**What you should do**
List every line in the listing below that contains the word "black", copying each line in full.

**Provided data**

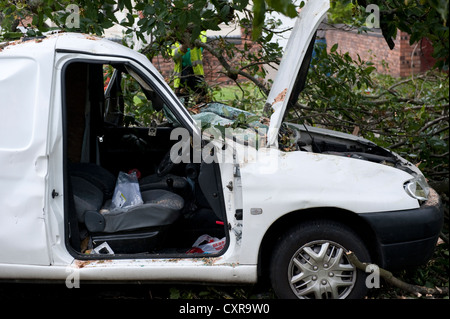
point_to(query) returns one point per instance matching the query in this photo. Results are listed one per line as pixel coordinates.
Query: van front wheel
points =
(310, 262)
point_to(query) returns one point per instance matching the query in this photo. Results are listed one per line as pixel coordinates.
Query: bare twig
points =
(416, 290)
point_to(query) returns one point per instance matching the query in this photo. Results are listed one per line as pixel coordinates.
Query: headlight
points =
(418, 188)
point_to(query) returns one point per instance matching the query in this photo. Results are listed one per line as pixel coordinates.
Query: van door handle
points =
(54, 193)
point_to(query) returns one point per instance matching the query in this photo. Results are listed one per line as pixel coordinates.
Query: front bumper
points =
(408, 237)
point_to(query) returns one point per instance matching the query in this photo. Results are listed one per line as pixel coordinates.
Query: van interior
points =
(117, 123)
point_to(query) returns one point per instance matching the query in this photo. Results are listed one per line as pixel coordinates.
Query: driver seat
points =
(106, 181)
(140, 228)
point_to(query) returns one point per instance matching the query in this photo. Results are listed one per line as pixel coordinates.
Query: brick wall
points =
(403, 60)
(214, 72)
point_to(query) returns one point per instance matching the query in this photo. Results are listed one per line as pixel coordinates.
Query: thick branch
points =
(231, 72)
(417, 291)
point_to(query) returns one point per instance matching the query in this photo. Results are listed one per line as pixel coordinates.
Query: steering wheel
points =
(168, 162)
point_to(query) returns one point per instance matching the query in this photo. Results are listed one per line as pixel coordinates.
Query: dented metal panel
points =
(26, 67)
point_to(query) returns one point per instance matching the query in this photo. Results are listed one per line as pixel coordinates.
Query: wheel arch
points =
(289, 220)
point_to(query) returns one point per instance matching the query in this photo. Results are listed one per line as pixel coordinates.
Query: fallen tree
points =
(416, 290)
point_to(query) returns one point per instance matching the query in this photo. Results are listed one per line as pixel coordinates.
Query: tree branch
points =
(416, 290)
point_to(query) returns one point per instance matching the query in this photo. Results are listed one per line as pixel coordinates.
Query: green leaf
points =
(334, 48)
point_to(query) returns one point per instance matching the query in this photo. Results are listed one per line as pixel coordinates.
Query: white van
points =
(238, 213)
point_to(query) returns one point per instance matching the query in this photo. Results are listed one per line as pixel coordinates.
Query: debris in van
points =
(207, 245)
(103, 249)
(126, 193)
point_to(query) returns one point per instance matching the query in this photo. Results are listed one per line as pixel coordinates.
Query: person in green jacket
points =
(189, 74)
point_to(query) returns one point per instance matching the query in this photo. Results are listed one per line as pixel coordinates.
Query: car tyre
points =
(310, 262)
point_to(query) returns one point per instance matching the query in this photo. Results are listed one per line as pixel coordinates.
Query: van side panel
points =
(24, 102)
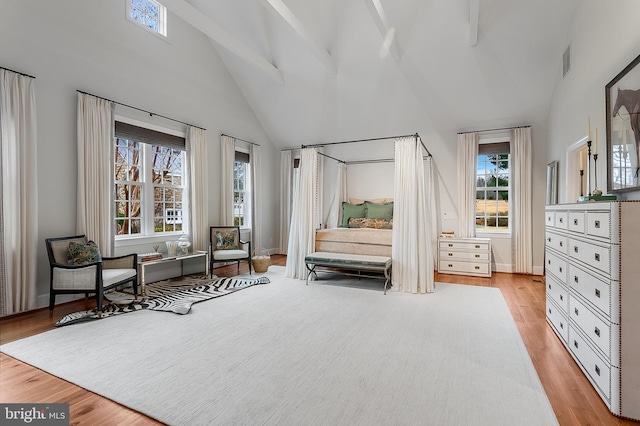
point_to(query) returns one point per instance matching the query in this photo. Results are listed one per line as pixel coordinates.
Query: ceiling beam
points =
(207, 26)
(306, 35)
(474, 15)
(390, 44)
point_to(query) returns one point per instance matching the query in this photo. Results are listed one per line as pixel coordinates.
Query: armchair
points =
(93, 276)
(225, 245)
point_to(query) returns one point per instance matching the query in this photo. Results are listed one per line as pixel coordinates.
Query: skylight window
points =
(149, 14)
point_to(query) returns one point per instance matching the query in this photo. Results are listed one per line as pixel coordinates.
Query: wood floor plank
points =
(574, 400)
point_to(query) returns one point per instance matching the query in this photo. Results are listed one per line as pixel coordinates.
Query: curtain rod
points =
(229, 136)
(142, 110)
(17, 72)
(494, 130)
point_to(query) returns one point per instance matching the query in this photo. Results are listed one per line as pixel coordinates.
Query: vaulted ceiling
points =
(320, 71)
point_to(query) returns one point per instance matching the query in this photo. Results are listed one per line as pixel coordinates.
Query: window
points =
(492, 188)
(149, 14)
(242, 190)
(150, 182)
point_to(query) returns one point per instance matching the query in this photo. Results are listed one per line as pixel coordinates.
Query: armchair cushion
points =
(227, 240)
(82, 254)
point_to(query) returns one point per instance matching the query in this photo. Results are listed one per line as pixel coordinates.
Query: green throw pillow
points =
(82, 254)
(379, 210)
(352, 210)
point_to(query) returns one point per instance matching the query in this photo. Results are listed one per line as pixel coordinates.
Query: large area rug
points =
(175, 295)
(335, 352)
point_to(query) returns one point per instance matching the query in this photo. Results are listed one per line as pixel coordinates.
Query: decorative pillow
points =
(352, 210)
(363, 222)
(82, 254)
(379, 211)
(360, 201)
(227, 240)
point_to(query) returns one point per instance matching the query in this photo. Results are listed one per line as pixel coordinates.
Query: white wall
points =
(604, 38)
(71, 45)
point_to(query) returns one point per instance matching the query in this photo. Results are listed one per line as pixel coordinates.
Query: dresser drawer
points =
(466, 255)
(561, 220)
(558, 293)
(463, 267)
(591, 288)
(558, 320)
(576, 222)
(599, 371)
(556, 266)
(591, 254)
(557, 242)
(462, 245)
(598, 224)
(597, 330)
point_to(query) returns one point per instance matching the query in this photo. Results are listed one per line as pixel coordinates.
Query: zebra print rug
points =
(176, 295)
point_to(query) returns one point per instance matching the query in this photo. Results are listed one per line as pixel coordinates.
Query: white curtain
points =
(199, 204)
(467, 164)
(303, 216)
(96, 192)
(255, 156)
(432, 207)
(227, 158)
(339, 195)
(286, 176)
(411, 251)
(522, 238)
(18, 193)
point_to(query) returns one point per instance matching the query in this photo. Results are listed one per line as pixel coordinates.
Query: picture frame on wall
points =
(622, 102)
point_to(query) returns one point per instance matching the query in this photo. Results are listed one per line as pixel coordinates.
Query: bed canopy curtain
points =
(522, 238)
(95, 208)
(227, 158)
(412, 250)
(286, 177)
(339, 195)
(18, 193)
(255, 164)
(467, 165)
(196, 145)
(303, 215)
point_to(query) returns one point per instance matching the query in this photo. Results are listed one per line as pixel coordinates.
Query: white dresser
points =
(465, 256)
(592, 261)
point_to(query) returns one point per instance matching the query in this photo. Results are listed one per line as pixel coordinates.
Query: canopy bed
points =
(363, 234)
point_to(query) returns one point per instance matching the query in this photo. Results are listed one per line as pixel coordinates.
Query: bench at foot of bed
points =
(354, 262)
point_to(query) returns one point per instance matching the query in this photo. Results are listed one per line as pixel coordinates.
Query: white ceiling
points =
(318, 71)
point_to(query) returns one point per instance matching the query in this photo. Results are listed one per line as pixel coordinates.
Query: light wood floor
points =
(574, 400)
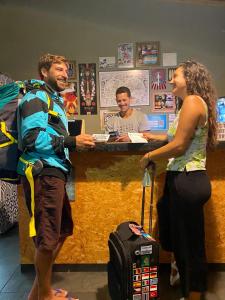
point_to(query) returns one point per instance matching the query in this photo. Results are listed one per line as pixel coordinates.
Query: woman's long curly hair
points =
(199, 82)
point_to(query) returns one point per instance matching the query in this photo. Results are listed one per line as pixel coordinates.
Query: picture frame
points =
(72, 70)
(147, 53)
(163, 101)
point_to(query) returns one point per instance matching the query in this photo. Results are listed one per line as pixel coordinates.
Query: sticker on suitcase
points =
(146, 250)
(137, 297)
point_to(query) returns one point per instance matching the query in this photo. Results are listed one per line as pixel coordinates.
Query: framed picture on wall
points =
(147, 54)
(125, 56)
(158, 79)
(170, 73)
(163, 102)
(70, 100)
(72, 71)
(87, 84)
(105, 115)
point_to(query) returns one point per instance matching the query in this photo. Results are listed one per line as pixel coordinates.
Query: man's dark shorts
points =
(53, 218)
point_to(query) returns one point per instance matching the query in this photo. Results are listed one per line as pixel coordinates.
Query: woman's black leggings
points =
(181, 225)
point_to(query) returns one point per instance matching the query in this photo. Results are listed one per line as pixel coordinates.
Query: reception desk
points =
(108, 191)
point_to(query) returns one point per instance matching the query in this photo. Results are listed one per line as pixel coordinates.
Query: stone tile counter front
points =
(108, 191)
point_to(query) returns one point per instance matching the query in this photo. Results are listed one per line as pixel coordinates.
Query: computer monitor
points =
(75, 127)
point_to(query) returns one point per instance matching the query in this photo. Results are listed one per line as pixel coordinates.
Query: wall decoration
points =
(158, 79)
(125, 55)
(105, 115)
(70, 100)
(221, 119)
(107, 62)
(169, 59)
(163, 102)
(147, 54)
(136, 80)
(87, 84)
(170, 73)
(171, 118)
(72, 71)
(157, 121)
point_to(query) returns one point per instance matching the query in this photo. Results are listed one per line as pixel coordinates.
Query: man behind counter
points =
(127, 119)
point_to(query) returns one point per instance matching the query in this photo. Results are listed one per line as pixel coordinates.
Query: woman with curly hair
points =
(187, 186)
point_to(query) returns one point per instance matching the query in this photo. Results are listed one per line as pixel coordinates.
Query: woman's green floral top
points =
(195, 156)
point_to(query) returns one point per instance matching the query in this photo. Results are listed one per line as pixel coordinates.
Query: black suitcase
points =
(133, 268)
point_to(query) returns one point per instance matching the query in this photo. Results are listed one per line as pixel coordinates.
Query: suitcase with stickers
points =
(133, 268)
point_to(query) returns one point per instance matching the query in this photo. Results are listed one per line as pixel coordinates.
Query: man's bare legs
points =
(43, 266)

...

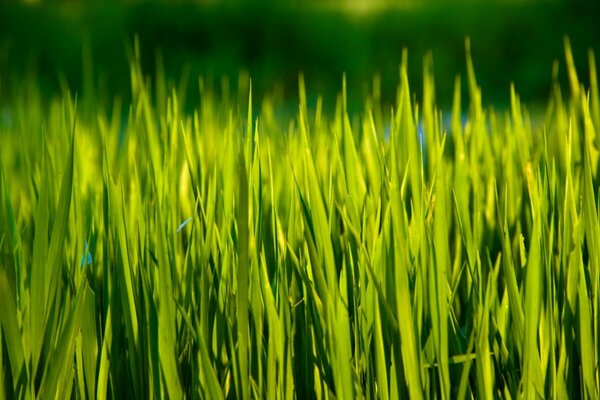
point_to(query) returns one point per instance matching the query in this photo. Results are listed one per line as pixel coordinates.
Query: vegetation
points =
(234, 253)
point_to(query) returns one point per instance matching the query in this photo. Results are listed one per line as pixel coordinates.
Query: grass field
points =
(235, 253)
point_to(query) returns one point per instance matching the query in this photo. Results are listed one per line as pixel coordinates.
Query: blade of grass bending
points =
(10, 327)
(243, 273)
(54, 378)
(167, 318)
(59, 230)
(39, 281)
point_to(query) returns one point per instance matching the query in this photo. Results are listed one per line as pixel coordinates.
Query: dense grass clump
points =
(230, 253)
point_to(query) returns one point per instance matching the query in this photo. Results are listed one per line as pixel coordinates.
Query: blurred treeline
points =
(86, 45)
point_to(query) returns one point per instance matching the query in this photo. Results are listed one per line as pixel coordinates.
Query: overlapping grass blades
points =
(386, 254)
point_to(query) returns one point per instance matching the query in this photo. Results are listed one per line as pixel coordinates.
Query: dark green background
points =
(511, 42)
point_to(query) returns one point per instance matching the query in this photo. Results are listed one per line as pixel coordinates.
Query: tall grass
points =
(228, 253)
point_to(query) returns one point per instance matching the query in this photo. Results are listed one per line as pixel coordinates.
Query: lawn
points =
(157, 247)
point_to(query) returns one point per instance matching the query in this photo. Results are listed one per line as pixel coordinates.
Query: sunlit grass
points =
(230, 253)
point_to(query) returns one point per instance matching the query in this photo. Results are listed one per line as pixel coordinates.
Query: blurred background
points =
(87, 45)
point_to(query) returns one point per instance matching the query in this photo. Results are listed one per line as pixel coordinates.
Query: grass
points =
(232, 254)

**Answer to the exercise**
Query: woman's black leggings
Query: black suitcase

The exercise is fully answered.